→ WORK ITEM
Print the records exactly as they are written.

━━━ RECORDS PROVIDED

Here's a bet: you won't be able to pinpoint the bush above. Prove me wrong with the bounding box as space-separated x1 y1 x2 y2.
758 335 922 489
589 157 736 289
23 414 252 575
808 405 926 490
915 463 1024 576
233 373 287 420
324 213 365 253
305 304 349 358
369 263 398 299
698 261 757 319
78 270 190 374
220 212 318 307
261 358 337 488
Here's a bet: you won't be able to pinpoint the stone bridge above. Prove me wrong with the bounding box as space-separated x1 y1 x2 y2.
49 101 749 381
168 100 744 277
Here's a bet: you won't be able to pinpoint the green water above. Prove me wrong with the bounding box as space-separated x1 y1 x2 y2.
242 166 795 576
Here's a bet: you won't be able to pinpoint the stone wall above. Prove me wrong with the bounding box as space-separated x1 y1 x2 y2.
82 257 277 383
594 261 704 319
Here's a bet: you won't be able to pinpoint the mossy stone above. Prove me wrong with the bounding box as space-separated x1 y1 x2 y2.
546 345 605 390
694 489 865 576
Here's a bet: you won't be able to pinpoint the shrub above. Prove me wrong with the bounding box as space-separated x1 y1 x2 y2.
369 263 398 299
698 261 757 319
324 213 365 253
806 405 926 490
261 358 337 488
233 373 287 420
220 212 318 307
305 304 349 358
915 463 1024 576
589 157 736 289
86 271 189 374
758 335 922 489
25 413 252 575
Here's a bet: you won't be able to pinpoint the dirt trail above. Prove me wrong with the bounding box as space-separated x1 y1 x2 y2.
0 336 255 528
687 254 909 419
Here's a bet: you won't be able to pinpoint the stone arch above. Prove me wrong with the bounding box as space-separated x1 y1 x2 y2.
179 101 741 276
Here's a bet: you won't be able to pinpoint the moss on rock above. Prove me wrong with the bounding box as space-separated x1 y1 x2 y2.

━━━━━━

→ OUTPUT FOR THIS EXERCISE
Here's a bet: you won't be able to pinpoint the bush above. Prove me wrong with the bounding box as space-separated x1 y1 x2 y2.
758 335 922 489
589 157 736 289
23 414 252 575
808 405 926 490
915 463 1024 576
233 373 287 420
324 213 365 253
305 304 349 358
369 263 398 299
698 261 757 319
78 270 190 374
220 212 318 307
261 358 337 488
Here's a bet: you won't be able to pinpoint the stone bridge above. Prove me wrong with the bounding box as space-separated x1 y1 x2 y2.
49 101 749 381
168 100 744 277
Here's a bet: you won't be able to pinpoint the green water above. Prove me wrong with the bounding box as space-separated x1 y1 x2 y2.
242 166 795 576
Here's a bet: you won't be able to pinpoint the stone wall above. Prove me wrong with the bounding box as space-separated x1 y1 x2 y2.
82 257 277 383
594 261 704 319
Here's a bet: you won't be able to pinpoint the mossy stone above. Prove me wrong with the bounding box as space-separated x1 y1 x2 y2.
546 345 605 390
694 489 865 576
Here's a bet: you won't be able to pinpoint the shrub above. Prove me wrong with the bounding box as space-separated x1 y1 x2 y2.
369 263 398 299
698 261 757 319
324 213 365 253
806 405 926 490
261 358 337 488
233 373 287 420
220 212 318 307
305 304 349 358
915 463 1024 576
589 157 736 289
86 271 189 374
758 335 922 489
25 413 252 575
Here's a bet: you won't be able to pinpoint the dirt trail above. Prove me wrong with the bounding box as space-separated x1 y1 x2 y2.
0 336 255 528
687 254 909 419
Here's a bet: you won't be able to pinpoint the stone arch above. Prove me wrong with the bounding box as space-separated x1 y1 x2 y2.
179 101 741 276
Here's a bet: you won't be able to pinpoint the moss on rock above. Prove me wrong with the bounding box as space-separated x1 y1 x2 y2.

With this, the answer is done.